Поставленное задание 1 —
Как называлась речь, которую Обама произнес в Уэст-Пойнте, согласно отрывку об афганской стратегии Обамы?
Поставленное задание 2 —
Повторите дословно часть отрывка об афганской стратегии Обамы начиная со слов «С тех пор как» и заканчивая словами «с 2001 года.» включительно.

Фрагмент текста —
:::::
К концу 2009 года стало очевидно, что рассчитывать на них в Афганистане не приходится. И у Обамы, фактически, не оставалось другого выбора кроме как удовлетворить требования своих генералов, пообещав предоставить им 30-тысячное подкрепление и рекрутировать еще 7 тысяч солдат у союзников по НАТО. 1 декабря незадолго до 30-летней годовщины советского вторжения в Афганистан американский президент выступил в престижной академии Уэст-Пойнт, обнародовав новую военную стратегию, которая во многом перекликалась с иракской доктриной трехлетней давности. Любопытно, что речь Обамы даже называлась так же, как и речь Джорджа Буша, произнесенная им в январе 2007 года: «Новый путь вперед».

Как отмечал Der Spiegel, «создавалось впечатление, что президент взял одну из своих старых предвыборных речей и смешал ее с текстом из собрания сочинений Джорджа Буша. Выступление в Уэст-Пойнте вызвало смятение и у романтиков, и у реалистов. Это была речь лауреата нобелевской премии войны» [320] .

И хотя британский историк Саймон Шама заявил, что по богатству риторических приемов выступление Обамы не уступало лучшим цицероновским речам, содержавшиеся в нем противоречия бросались в глаза даже неискушенным в политике курсантам Уэст-Пойнта. Американцы отправляются на фронт, – провозгласил Обама, – и практически сразу начнут марш к миру. (К 2011 году планировалось завершить вывод войск). Экстремисты убивают во имя ислама, заявил президент, а затем добавил, что ислам это «одна из величайших религий на Земле». Он пообещал, что ответственность за безопасность Афганистана скоро будет возложена на правительство Хамида Карзая – то самое правительство, которое он назвал «коррумпированным». «Талибан опасен и все время усиливается», – заявил Обама, и тут же отметил, что «Америка готова завершить войну» [321] .

Новая афганская стратегия Обамы была воспринята в штыки, как левыми, так и правыми политиками в Вашингтоне. Бывший сотрудник Пентагона консервативный комментатор Джед Бэббин заявил, что «президент желает вести крохоборческую политически корректную войну в соответствии с либеральными теориями, что неминуемо закончится поражением» [322] . Большинство критиков отмечало, что дополнительные войска вряд ли сотворят чудо за год с небольшим, и обозначение срока вывода войск лишь приободрит талибов.

Стратегию Обамы осудили и его однопартийцы, правда, совершенно по другим соображениям. Как заявила спикер палаты представителей Нэнси Пелоси, Америка не может позволить себе широкомасштабную военную кампанию. А известный леволиберальный комментатор Майкл Мур посоветовал президенту США «позвонить Горбачеву, который мог бы рассказать ему, как Афганистан становится кладбищем империй» [323] .

С тех пор как в декабре 2001 года завершилась операция «Несокрушимая свобода», в результате которой было свергнуто талибанское правительство, силы НАТО не проводили в Афганистане масштабных наступательных операций. И вот в феврале 2010 года началась операция в Гильменде, в ходе которой генерал Маккристал попытался воплотить в жизнь свою афганскую стратегию. Согласно плану, разработанному генштабом ISAF (Международные силы содействия безопасности Афганистана), целью главного удара коалиционных войск стал город Марджа, который талибы удерживали с 2001 года.
:::::
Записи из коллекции
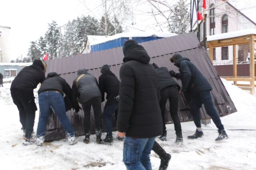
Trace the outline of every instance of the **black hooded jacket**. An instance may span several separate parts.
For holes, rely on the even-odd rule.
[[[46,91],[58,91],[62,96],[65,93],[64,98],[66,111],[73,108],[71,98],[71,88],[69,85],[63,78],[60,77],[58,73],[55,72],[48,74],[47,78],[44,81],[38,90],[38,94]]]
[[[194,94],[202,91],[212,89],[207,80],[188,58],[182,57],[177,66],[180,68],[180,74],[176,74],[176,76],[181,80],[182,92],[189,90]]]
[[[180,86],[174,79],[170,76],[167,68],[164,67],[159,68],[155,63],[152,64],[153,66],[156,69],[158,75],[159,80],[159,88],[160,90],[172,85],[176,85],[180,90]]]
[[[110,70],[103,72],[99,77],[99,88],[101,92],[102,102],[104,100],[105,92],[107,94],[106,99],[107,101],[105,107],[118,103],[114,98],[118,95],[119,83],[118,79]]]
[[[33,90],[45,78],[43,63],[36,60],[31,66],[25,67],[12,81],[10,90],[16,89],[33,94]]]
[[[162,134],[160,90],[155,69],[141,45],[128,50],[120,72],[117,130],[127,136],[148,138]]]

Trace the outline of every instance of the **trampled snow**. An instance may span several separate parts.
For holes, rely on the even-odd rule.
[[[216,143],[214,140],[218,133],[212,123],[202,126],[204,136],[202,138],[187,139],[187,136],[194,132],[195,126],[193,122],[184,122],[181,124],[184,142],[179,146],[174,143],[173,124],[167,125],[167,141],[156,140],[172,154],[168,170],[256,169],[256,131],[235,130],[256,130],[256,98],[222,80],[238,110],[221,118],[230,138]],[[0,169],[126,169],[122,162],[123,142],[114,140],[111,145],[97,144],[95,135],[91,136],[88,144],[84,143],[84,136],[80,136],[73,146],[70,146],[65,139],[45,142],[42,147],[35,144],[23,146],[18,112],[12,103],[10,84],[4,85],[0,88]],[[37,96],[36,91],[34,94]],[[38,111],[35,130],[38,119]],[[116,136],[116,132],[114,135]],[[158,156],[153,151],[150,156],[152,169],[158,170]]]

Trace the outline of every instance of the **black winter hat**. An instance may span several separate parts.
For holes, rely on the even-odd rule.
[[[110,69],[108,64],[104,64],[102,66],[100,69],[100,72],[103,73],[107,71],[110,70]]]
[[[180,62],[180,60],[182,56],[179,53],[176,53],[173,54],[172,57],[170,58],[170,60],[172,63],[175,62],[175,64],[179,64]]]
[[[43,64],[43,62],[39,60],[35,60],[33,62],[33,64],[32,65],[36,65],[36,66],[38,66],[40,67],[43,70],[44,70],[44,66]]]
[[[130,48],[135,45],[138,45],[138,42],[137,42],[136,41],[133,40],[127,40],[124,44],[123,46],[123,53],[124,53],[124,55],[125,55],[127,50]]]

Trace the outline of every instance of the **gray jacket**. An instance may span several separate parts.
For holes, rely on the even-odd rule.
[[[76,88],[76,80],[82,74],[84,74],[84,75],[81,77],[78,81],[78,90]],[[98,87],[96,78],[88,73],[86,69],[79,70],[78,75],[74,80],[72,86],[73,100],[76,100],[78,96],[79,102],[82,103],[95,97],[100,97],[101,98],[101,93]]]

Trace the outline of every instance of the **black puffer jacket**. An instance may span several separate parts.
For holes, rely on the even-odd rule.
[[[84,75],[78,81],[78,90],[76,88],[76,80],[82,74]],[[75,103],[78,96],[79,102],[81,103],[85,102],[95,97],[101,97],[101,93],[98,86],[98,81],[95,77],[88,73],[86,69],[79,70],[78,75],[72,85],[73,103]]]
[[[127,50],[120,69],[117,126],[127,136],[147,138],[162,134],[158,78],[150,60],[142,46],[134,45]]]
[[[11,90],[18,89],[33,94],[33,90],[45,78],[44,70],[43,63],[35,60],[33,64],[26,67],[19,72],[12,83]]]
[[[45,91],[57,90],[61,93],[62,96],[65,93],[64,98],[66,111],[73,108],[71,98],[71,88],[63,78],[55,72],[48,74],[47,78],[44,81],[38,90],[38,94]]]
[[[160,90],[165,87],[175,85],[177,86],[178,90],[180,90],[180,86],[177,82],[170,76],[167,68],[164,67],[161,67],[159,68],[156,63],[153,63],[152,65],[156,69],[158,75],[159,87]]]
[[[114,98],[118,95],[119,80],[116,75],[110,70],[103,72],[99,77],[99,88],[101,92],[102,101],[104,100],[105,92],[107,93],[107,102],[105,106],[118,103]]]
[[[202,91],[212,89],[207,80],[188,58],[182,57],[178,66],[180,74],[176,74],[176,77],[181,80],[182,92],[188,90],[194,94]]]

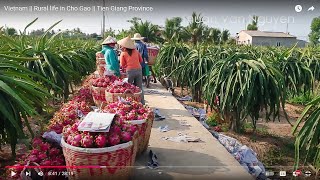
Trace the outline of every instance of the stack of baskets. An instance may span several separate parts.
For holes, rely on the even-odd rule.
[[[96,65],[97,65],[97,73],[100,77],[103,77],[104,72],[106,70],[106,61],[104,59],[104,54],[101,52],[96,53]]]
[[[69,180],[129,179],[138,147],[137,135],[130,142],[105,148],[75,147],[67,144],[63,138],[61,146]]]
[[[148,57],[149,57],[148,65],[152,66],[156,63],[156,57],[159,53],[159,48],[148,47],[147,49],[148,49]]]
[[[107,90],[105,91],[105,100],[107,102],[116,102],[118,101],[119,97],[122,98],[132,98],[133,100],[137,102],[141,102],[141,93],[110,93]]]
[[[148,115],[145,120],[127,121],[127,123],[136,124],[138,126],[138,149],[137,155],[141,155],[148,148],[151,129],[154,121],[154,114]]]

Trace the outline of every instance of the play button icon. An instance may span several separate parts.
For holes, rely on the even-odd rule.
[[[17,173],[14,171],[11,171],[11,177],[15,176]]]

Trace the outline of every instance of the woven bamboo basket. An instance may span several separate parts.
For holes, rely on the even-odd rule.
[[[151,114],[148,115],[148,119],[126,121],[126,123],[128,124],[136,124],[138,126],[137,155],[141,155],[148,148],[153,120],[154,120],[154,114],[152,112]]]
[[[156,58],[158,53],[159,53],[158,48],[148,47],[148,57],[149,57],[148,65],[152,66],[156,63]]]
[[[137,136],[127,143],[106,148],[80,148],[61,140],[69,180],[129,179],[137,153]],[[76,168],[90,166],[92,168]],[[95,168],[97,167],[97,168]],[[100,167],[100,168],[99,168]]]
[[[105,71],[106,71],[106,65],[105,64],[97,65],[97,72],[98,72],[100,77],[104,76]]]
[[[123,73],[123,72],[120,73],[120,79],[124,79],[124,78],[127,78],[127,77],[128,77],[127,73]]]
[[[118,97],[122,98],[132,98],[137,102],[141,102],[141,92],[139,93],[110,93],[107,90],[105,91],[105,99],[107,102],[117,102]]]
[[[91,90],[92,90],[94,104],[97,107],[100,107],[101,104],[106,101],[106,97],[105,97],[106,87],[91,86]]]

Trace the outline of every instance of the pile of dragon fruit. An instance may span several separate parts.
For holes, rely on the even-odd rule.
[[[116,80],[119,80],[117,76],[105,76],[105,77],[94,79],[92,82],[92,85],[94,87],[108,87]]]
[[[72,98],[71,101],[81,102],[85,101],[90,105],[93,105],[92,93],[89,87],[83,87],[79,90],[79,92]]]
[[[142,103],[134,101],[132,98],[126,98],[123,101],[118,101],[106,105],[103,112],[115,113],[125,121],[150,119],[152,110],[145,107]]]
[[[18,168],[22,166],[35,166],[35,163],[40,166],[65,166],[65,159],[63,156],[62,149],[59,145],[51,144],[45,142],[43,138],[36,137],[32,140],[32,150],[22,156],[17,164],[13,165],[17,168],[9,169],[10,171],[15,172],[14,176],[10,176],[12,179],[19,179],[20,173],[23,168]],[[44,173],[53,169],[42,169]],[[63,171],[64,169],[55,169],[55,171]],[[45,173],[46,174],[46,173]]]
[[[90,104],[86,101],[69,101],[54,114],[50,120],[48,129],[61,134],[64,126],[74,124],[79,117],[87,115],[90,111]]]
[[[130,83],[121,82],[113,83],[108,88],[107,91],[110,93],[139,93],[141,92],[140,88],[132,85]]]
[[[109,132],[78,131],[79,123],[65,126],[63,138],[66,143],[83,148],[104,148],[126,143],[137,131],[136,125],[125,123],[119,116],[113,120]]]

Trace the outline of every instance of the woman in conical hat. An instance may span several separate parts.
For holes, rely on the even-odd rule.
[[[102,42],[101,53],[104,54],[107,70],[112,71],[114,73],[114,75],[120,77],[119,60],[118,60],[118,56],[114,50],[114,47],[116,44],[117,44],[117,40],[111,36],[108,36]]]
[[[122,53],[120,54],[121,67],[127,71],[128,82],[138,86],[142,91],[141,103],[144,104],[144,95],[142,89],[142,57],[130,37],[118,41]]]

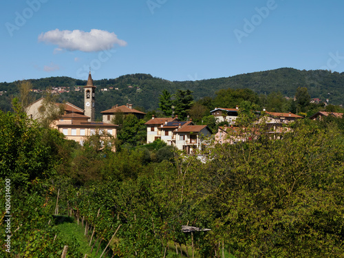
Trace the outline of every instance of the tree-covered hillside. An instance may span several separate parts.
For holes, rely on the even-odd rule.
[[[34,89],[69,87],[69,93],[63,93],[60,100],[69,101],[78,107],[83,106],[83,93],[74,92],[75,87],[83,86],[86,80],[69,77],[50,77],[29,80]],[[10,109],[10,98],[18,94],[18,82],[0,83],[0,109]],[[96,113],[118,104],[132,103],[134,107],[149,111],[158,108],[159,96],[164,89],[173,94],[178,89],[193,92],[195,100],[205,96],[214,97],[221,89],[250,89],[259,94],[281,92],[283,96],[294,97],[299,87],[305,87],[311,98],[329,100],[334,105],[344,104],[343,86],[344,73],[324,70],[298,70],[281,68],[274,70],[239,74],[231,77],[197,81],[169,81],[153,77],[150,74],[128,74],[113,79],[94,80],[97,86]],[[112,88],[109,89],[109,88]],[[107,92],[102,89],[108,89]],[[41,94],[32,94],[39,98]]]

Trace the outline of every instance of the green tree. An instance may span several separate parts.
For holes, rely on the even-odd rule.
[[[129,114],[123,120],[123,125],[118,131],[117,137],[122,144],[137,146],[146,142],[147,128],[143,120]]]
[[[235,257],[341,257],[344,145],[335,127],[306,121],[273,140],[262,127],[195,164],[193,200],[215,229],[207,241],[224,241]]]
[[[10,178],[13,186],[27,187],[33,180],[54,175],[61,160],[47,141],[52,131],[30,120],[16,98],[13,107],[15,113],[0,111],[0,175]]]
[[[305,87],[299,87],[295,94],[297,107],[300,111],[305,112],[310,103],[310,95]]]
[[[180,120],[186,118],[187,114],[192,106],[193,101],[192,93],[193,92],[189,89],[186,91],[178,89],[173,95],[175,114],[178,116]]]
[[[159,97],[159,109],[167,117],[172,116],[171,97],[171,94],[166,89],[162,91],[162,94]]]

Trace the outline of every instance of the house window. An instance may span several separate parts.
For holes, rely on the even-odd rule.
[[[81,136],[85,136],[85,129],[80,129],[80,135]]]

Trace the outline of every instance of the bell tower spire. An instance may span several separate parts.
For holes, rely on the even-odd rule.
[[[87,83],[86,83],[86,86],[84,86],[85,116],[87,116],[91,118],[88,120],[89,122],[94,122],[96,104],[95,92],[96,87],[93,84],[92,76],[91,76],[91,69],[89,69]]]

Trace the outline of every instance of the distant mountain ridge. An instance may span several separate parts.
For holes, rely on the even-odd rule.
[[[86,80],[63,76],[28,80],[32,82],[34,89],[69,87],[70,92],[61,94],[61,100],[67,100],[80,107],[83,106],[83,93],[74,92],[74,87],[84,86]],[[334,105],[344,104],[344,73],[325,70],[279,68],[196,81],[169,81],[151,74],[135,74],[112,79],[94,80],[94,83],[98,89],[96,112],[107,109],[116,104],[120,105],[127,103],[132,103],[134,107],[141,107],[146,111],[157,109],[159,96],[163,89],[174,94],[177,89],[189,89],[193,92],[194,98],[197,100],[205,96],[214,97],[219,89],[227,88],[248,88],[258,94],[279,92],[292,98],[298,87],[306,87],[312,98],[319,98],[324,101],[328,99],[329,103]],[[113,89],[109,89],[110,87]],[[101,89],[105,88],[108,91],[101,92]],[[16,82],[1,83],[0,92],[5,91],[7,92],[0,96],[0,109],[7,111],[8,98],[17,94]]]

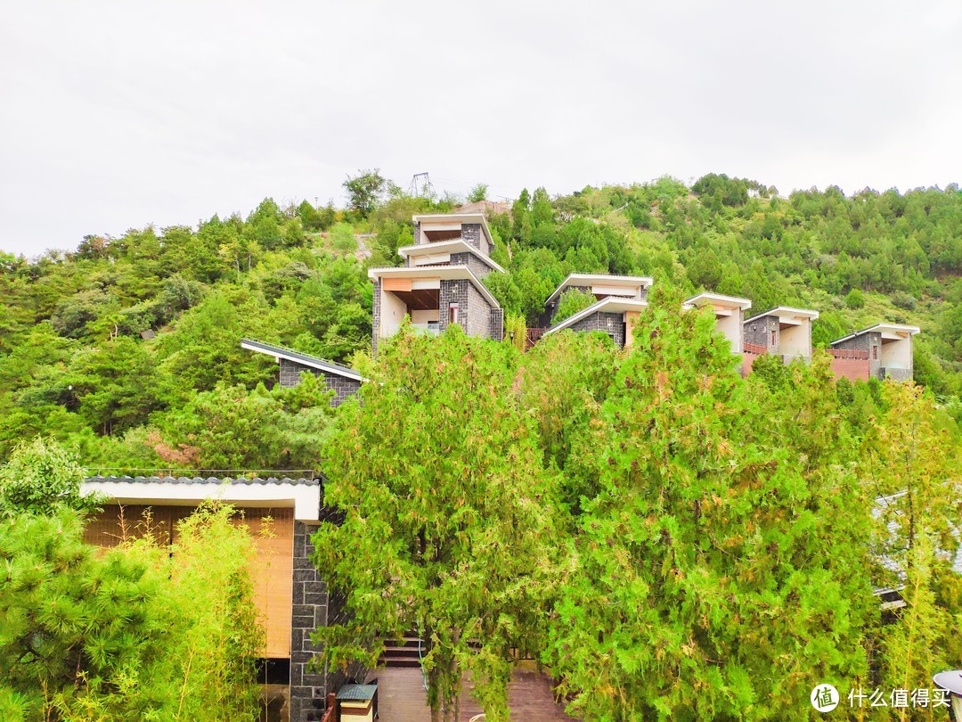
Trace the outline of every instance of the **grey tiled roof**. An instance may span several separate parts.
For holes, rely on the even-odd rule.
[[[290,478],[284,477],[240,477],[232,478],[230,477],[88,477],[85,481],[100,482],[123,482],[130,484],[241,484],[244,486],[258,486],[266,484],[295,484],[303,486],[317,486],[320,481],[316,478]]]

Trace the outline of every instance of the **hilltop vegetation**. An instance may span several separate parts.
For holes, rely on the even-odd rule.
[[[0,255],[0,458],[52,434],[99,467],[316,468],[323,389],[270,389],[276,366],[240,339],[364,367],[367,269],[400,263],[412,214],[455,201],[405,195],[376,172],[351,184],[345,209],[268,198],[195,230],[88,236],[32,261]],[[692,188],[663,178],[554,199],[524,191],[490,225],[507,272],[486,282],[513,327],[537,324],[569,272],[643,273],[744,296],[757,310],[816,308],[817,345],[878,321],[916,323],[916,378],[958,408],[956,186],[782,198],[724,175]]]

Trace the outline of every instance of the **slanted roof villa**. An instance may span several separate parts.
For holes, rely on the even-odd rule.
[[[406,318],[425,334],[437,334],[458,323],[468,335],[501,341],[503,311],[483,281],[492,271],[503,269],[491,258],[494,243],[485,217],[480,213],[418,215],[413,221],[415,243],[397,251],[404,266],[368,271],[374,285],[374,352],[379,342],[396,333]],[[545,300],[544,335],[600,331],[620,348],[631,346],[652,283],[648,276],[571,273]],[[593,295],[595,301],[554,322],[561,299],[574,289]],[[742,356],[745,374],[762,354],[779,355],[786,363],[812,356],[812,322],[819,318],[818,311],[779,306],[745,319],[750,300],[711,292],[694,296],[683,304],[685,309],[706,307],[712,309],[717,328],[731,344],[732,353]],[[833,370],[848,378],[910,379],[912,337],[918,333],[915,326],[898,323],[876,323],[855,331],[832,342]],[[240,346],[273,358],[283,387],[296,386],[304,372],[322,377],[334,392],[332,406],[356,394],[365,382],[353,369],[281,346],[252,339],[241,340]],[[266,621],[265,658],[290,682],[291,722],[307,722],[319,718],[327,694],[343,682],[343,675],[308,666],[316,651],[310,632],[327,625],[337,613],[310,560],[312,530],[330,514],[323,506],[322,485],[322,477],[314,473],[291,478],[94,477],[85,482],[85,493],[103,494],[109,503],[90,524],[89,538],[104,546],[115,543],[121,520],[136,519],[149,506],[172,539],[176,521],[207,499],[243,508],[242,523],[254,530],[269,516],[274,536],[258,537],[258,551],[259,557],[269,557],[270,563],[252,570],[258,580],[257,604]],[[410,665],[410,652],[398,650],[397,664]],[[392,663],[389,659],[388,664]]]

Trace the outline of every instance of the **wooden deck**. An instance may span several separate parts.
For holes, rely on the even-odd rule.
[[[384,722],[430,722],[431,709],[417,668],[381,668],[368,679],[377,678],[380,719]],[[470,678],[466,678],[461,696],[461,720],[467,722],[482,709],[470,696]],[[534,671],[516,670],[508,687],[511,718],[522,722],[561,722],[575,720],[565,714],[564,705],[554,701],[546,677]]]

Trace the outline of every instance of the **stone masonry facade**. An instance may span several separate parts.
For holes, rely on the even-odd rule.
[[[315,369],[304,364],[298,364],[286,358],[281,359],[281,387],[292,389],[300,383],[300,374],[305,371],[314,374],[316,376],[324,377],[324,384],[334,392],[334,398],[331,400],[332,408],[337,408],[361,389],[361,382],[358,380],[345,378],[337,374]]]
:::::
Результат задания 1 —
«Новый путь вперед».

Результат задания 2 —
С тех пор как в декабре 2001 года завершилась операция «Несокрушимая свобода», в результате которой было свергнуто талибанское правительство, силы НАТО не проводили в Афганистане масштабных наступательных операций. И вот в феврале 2010 года началась операция в Гильменде, в ходе которой генерал Маккристал попытался воплотить в жизнь свою афганскую стратегию. Согласно плану, разработанному генштабом ISAF (Международные силы содействия безопасности Афганистана), целью главного удара коалиционных войск стал город Марджа, который талибы удерживали с 2001 года.